GIVEN DATA:
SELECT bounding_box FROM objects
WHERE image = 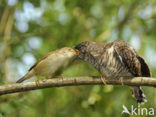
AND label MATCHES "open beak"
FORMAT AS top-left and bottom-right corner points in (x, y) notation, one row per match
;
(72, 46), (79, 55)
(75, 50), (79, 55)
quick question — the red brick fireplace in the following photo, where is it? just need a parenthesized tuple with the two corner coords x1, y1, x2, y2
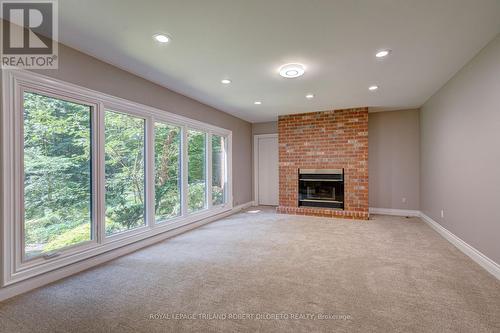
(277, 108, 369, 219)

EXERCISE GOAL: In full and without error, repeat the listing above, omitting its images.

RESULT OF THE EXERCISE:
SELECT bounding_box FROM objects
WHERE image = 
AND label MATCHES "open beak"
FORMAT AS top-left and bottom-right corner points in (x, y) notation, one row per match
;
(72, 46), (79, 55)
(75, 50), (79, 55)
quick question — the red brick fireplace in the following photo, where is it? just need a parenthesized tuple with the two corner coords x1, y1, x2, y2
(277, 108, 369, 219)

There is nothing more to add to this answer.